= Records =
*** Block opens ***
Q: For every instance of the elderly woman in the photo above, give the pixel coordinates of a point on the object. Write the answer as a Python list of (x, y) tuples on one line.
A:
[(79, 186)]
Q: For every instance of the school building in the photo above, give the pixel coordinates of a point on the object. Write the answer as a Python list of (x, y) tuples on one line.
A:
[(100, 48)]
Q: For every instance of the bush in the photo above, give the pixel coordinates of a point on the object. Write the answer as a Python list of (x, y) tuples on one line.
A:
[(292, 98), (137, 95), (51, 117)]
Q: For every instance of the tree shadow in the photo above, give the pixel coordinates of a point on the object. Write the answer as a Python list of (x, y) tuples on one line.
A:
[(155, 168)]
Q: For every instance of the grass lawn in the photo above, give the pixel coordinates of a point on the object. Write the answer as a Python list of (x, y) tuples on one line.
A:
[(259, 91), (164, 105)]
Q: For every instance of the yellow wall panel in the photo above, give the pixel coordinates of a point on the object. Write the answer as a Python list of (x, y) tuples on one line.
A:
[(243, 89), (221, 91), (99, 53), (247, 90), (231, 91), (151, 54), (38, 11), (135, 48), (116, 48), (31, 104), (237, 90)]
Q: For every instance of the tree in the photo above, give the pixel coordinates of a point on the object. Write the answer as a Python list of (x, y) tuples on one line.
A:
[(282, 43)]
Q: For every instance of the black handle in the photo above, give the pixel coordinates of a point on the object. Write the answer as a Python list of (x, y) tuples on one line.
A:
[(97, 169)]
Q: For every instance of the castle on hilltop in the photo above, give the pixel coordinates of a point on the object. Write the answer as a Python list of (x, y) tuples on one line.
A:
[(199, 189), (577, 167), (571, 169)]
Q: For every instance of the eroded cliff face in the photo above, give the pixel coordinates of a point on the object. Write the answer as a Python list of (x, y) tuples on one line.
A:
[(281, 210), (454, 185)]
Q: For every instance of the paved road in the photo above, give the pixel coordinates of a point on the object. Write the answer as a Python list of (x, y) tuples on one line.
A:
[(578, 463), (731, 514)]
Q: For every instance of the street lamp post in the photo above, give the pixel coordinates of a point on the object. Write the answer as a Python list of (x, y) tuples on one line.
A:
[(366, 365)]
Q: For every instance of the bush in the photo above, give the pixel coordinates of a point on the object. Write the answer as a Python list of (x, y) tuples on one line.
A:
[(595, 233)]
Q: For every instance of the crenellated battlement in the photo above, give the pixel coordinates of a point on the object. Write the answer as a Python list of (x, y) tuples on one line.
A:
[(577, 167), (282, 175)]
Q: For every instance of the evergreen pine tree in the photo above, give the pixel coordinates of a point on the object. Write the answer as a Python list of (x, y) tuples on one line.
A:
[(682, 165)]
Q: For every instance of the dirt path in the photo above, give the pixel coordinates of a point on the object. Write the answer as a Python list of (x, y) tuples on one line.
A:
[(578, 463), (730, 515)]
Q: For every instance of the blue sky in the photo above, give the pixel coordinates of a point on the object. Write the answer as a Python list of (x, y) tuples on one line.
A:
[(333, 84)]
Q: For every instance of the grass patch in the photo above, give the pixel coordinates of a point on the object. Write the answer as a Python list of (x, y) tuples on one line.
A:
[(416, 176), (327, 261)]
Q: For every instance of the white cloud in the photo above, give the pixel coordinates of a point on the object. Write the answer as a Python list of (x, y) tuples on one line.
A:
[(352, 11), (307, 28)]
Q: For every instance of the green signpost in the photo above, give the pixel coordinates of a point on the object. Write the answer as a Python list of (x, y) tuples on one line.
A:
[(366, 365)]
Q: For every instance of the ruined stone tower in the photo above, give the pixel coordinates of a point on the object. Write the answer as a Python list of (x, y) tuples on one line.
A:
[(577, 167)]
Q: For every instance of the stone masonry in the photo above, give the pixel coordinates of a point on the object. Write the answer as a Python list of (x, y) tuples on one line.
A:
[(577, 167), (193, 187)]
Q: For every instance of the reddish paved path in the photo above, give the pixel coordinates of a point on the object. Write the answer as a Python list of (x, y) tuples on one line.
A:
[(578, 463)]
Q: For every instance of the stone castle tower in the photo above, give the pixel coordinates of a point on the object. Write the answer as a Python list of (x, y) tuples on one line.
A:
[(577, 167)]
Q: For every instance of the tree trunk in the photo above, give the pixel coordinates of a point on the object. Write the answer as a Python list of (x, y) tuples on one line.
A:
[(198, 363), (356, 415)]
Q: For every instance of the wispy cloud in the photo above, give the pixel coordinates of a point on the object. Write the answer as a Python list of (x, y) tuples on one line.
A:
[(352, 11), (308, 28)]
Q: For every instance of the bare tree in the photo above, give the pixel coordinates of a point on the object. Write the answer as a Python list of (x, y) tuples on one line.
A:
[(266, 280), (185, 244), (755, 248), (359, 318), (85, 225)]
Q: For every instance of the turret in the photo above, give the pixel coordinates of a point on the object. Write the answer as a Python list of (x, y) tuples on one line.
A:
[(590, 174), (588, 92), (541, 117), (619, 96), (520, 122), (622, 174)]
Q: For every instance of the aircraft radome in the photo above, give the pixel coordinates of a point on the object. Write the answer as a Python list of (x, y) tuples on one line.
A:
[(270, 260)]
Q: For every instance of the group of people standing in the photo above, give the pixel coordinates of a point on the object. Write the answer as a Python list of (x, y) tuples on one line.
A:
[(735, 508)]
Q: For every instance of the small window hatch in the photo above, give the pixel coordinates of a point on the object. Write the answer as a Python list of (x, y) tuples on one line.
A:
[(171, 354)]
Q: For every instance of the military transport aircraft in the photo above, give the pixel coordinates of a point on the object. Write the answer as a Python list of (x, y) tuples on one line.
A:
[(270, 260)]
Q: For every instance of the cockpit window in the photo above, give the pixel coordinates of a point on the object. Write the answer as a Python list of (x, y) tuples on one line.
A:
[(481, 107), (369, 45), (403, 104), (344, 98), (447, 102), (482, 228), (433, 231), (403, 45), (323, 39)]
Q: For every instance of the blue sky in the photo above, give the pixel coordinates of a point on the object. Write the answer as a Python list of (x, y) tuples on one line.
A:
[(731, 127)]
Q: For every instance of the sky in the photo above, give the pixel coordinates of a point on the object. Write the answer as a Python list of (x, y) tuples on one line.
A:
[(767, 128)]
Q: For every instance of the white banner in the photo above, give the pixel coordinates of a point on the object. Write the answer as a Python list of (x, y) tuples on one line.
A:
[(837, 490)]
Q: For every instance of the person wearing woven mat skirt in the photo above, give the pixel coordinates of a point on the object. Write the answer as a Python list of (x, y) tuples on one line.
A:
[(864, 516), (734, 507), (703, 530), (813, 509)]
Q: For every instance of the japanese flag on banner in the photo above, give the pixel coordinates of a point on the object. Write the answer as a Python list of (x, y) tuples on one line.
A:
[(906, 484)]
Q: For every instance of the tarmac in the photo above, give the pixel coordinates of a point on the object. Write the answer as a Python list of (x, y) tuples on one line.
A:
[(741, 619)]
*** Block closes ***
= What to do =
Retype the complete listing verbatim.

= Output of the task =
Q: For every instance of the elderly woman in the photo above, give the pixel coordinates of a point on the object. Write the answer as a Python list of (x, y) tuples on one line.
A:
[(79, 186)]
Q: For every instance of the school building in the photo above, give the pixel coordinates of a point on the object. Write the answer as a Python list of (x, y) tuples on one line.
A:
[(100, 48)]
Q: For every instance of the bush in the photo above, give the pixel coordinates of a point on the object. Write the answer as a Python list of (x, y) tuples on one line.
A:
[(292, 98), (137, 95), (51, 117)]
Q: For every instance of the tree shadow in the photo above, give the pixel coordinates of a point on the object. Write the answer as a Python list of (x, y) tuples on one line.
A:
[(155, 168)]
Q: For every instance of the grass lawn in the photo above, give the pixel coordinates of a point on the object. Write the answer as a Python list of (x, y) tuples on one line.
A:
[(259, 91), (164, 105)]
Q: For every instance of the yellow wall panel in the photo above, give the pixel coordinates of a point on the object. Write the answer as a Python list of (x, y) tuples on one line.
A:
[(243, 89), (221, 91), (99, 53), (247, 90), (231, 91), (151, 54), (38, 11), (135, 48), (116, 48), (31, 104), (237, 90)]
Q: For every instance of the tree in the photo above, give the pixel coordinates of a point on the object. Write the answer as a Python list of (x, y) tuples on one line.
A:
[(282, 43)]
Q: For every instance of the black handle in the photo above, give the pixel coordinates of a point on the object. Write the answer as a Python list of (x, y) tuples on one line.
A:
[(97, 169)]
Q: For every instance of the castle on hilltop in the photo above, give the pixel coordinates of a point on the object. Write the answer as a Python list of (x, y) tuples on one line.
A:
[(199, 189), (577, 167), (571, 169)]
Q: For every instance of the eroded cliff face in the photo above, give the pixel coordinates of a point on the object. Write the answer as a Python list of (x, y) tuples on one line.
A:
[(281, 210), (454, 185)]
Q: For every instance of the paved road in the photo above, give the pixel coordinates of a point on the object. Write the answer as a Python list of (x, y) tuples on one line.
A:
[(578, 463), (731, 514)]
Q: For every instance of the street lamp post in the photo above, give the pixel coordinates of a point on the object. Write the answer as a Python list of (x, y) tuples on one line.
A:
[(366, 365)]
Q: For every instance of the bush in the photo above, give the pixel coordinates of a point on the object. Write the answer as a Python list of (x, y) tuples on one line.
A:
[(595, 233)]
Q: For every instance of the crenellated battlement in the photo above, give the pixel coordinates of a point on the object. Write the answer as a Python list of (x, y) tuples on one line.
A:
[(577, 167), (282, 175)]
Q: For every instance of the evergreen pine tree in the photo above, give the pixel coordinates of a point on the object. Write the answer as a Python list of (x, y) tuples on one line.
A:
[(682, 165)]
Q: For every instance of the dirt path in the photo above, give the pixel coordinates of a point on the object. Write the answer as a Python list of (x, y) tuples on one line.
A:
[(578, 463), (730, 515)]
Q: For every instance of the blue sky in the photo above, give the pixel coordinates of a point on the object. Write the answer as a Python list of (x, y) tuples on one line.
A:
[(333, 84)]
Q: For every instance of the grass patch in the photo above, give the pixel coordinates of a point on the object. Write the answer as a Python list of (x, y) tuples on one line.
A:
[(416, 176), (327, 261)]
Q: For every instance of the white cloud in the photo above, give the pixel coordinates of a point on the object. Write the answer as a Python list of (x, y) tuples on one line.
A:
[(352, 11), (307, 28)]
Q: For every instance of the green signpost in the photo above, give the pixel coordinates of a point on the object. Write the answer as a Python list of (x, y) tuples on one line.
A:
[(366, 365)]
Q: For every instance of the ruined stone tower in the photo above, give the pixel coordinates of a point on the object. Write the answer as a Python list of (x, y) tuples on one line.
A:
[(577, 167)]
Q: For every instance of the stone masonry in the photo above, give the pixel coordinates of a point on the object. Write the answer as a Python list of (x, y) tuples on one line.
A:
[(577, 167), (193, 187)]
Q: For every instance of the reddish paved path in the photo above, give the pixel coordinates of a point on the object. Write the answer as a Python list of (x, y) tuples on one line.
A:
[(578, 463)]
Q: For every instance of the stone castle tower in the photo above, give the pixel coordinates of a point on the object. Write the answer as a Python list of (x, y) tuples on one line.
A:
[(577, 167)]
Q: For every instance of the tree trunk in the photo above, give the pixel coordinates of a point on the object. Write the answer as a Python list of (x, y) tuples on one line.
A:
[(198, 363), (356, 415)]
Q: For every instance of the wispy cloud in the photo above, give the pixel coordinates of a point on the object. Write the answer as a Python list of (x, y) tuples on one line.
A:
[(352, 11), (308, 28)]
Q: For every instance of the bare tree in the photo above, give the pixel coordinates of a point on the object. Write the answer as a Python list of (x, y) tuples on one line.
A:
[(266, 280), (185, 244), (755, 248), (359, 318), (85, 225)]
Q: For every instance of the turret in the photo above, give the pixel coordinates of a point on the object. Write the answer as a Python list of (x, y) tuples on one line.
A:
[(590, 174), (588, 92), (541, 117), (619, 96), (520, 122), (622, 174)]
Q: For every instance of the aircraft radome in the photo above, give the pixel coordinates of a point on the object. Write the answer as a Python list of (x, y) tuples on one line.
A:
[(270, 260)]
Q: For every instance of the group of people standing in the photo above, give the pixel coordinates of a point on the object. Write the answer as a Python list of (x, y) tuples on one line.
A:
[(735, 508)]
Q: For every instance of the small window hatch in the photo above, give the pixel coordinates of a point on the object. Write the answer as a Python list of (x, y) tuples on one line.
A:
[(171, 354)]
Q: For every instance of the military transport aircraft in the photo above, give the pixel coordinates of a point on the object. Write the answer as a Python list of (x, y) tuples on one line.
A:
[(270, 260)]
Q: For every instance of the cockpit window in the photo above, give the pixel coordinates of a point on the object. Write the answer as a Python list of (x, y) tuples on one line.
A:
[(481, 107), (369, 45), (403, 104), (344, 98), (447, 102), (482, 228), (433, 231), (403, 45), (323, 39)]
Q: For every instance of the blue sky in the photo above, give the pixel coordinates of a point on the object. Write the answer as a Python list of (x, y) tuples on one line.
A:
[(731, 127)]
Q: For every instance of the sky in the photo above, give the pixel coordinates of a point on the object. Write the answer as a Python list of (x, y) tuples on one line.
A:
[(767, 128)]
Q: For every instance of the white banner in the photo above, give the pixel coordinates of a point on the object. Write the answer as a Python list of (x, y) tuples on one line.
A:
[(837, 490)]
Q: For every instance of the person wearing woven mat skirt in the photo above, give the pixel coordinates of a point on the object. Write the answer as a Python list of (x, y) tuples on one line.
A:
[(864, 516), (734, 507), (703, 530), (813, 509)]
Q: For every instance of the japanese flag on banner in the photo above, give the pixel coordinates of a point on the object. Write the answer as a Python list of (x, y) tuples on one line.
A:
[(906, 484)]
Q: For every instance of the tarmac in the photo above, give the pixel coordinates of a point on the object. Write the answer as a Python list of (x, y) tuples on one line.
A:
[(741, 619)]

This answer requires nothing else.